Material to process:
- - - - -

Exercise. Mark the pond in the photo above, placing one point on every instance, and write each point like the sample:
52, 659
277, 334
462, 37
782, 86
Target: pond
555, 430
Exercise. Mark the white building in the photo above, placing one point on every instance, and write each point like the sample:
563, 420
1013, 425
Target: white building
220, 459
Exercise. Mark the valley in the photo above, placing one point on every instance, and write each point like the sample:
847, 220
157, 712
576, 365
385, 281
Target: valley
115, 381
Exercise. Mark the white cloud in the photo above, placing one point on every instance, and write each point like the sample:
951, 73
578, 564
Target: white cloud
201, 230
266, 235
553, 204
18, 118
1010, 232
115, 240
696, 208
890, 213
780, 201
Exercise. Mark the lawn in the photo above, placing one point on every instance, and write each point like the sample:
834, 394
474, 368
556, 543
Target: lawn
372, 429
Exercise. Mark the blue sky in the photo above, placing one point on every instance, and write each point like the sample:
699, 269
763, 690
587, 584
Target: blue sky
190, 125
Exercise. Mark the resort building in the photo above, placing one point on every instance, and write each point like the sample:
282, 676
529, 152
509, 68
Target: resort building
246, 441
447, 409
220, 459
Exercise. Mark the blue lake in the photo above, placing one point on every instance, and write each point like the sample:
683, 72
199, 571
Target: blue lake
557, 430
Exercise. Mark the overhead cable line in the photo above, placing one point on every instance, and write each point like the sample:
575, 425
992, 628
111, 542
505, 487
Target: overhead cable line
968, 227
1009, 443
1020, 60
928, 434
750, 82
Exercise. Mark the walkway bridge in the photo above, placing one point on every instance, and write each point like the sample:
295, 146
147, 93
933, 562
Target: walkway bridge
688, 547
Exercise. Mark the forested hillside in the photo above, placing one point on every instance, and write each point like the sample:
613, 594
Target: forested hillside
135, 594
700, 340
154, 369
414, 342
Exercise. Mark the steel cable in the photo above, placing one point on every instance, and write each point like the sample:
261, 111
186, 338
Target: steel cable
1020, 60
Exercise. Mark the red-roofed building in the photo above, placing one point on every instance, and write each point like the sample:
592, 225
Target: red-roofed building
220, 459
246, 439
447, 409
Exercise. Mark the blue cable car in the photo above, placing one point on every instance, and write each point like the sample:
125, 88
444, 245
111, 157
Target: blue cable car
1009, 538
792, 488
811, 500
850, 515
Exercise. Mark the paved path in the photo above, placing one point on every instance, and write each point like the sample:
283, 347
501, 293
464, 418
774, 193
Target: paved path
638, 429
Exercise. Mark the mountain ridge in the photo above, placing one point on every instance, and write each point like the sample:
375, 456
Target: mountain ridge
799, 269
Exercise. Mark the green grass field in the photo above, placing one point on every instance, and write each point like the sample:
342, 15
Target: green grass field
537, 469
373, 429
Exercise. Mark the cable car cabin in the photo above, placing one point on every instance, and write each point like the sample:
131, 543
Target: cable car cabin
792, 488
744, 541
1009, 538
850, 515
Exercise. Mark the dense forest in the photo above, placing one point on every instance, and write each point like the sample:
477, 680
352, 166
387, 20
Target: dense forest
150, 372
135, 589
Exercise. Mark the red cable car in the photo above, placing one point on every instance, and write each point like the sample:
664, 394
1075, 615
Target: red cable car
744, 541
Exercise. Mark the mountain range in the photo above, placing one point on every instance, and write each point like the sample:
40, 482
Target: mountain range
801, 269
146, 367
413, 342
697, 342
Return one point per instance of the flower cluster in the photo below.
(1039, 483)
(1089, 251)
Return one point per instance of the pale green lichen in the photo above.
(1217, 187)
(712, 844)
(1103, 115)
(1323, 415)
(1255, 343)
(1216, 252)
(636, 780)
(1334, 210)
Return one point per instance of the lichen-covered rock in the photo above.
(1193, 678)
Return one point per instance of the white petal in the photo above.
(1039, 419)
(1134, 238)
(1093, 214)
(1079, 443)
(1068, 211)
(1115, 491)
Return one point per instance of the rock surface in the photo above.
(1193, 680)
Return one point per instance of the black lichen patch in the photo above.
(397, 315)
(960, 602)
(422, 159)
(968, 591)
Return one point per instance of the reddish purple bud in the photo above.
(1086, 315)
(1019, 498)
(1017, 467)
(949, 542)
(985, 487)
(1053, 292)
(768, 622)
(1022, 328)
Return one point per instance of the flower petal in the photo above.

- - - - -

What this task involves:
Using the listing above, please repeat every entry exactly.

Answer area:
Exercise. Mark the pond in the photo above, placing one point on every instance, and write each point like the sample:
52, 659
277, 334
462, 37
782, 86
Target: pond
555, 430
Exercise. Mark the white building in the photo above, placing one point on every instance, and write each point like the sample:
563, 420
1013, 425
Target: white building
220, 459
Exercise. Mark the valley in the photo above, placing one point on every instance, and write each point like the sample:
847, 220
157, 712
576, 365
385, 281
Target: valley
115, 381
Exercise. Mark the white cloud in the photo above, placing one point on every instance, and write each point like the sample:
951, 73
578, 564
Target: white cloud
201, 230
266, 235
553, 204
18, 118
1010, 232
115, 240
696, 208
890, 213
780, 201
Exercise. Mark the lawn in the photo above, placing one point on every instance, and write each point like the sample:
834, 394
474, 368
556, 543
Target: lawn
372, 429
Exercise. Mark the blue sky in the photo above, placing one point on every instance, and write each point like the sample:
699, 269
763, 690
587, 584
Target: blue sky
190, 125
Exercise. Mark the resort building in the photo above, placing one point on every instance, and write each point like the sample:
282, 676
529, 152
509, 68
Target: resort building
246, 441
447, 409
220, 459
Exercise. Mark the blue lake in the photo above, placing one point on every instance, and write each point like the sample:
683, 72
199, 571
Target: blue lake
557, 430
Exercise. Mark the overhead cable line in the photo above, placing one point on every instance, and write each point like the sample:
575, 425
992, 628
111, 542
505, 487
Target: overhead cable line
968, 227
1009, 443
1020, 60
928, 434
750, 82
Exercise. Mark the walkway bridge in the photo above, placing one point on every instance, and write each point like the sample:
295, 146
147, 93
933, 562
Target: walkway bridge
688, 547
Exercise. Mark the forested hillside in the photo above, placing one point on every instance, and write each point like the sample:
613, 594
Target: forested hillside
135, 594
700, 340
154, 369
414, 342
Exercise. Mark the steel cable in the photo above, placing one point on every instance, and write each point like the sample:
261, 111
186, 338
Target: steel cable
1020, 60
Exercise. Mark the red-roofed building in the photo above, placing one point on every instance, and write each point like the sample:
592, 225
Target: red-roofed building
220, 459
246, 439
447, 409
Exercise. Mark the blue cable car in the photo above, placing one point on every instance, and write each point like the sample:
125, 88
444, 245
111, 157
Target: blue cable car
1009, 538
792, 488
811, 500
850, 515
Exercise. Mark the paved path in the photo above, placing one point on every instance, and write each point like the sample:
283, 347
501, 293
464, 418
774, 193
Target: paved path
638, 429
Exercise. Mark the mountain ridge in the photo above, placing one point on every instance, and write each point like the sample:
375, 456
Target: mountain ridge
799, 269
Exercise. Mark the green grass field in the photo above, placing one point on every instance, and write each point like the sample:
342, 15
Target: green grass field
537, 469
373, 429
Exercise. Mark the cable car cabin in the photo above, placing one point on every instance, and write each point like the sample:
131, 543
Target: cable car cabin
792, 488
744, 541
1009, 538
850, 515
Exercise. Mark the dense forest in the photo above, placing one point on every instance, and write each point like the sample:
477, 680
352, 166
387, 20
Target: dense forest
150, 372
135, 589
Exercise. Mark the red cable car in the photo above, placing one point on every instance, and write each point like the sample:
664, 394
1075, 615
Target: red cable car
744, 541
Exercise. Mark the mountain range in the photo above, placing one point on every instance, and write each point like the sample:
40, 482
Target: mountain range
801, 269
146, 367
413, 342
697, 342
Return one point per instance of the flower cluster in the photo below.
(1039, 483)
(1089, 251)
Return one point per instance of the pale green lichen in the photo above.
(1217, 187)
(712, 844)
(1103, 115)
(1323, 415)
(1255, 343)
(1216, 252)
(636, 780)
(1334, 210)
Return one point per instance of the lichen-covered rock in the photo above.
(1193, 678)
Return one point per instance of the white petal in the photo above.
(1039, 419)
(1134, 238)
(1093, 214)
(1079, 443)
(1068, 211)
(1115, 491)
Return one point per instance of the rock surface in the photo above.
(1193, 680)
Return one point per instance of the black lichen patch in the photo above.
(397, 315)
(960, 602)
(422, 159)
(968, 591)
Return one point per instance of the reddish purple bud in the photo above.
(1086, 315)
(1019, 498)
(1017, 467)
(949, 542)
(985, 487)
(1053, 292)
(768, 622)
(1022, 328)
Return one point per instance of the flower petal in the photo above.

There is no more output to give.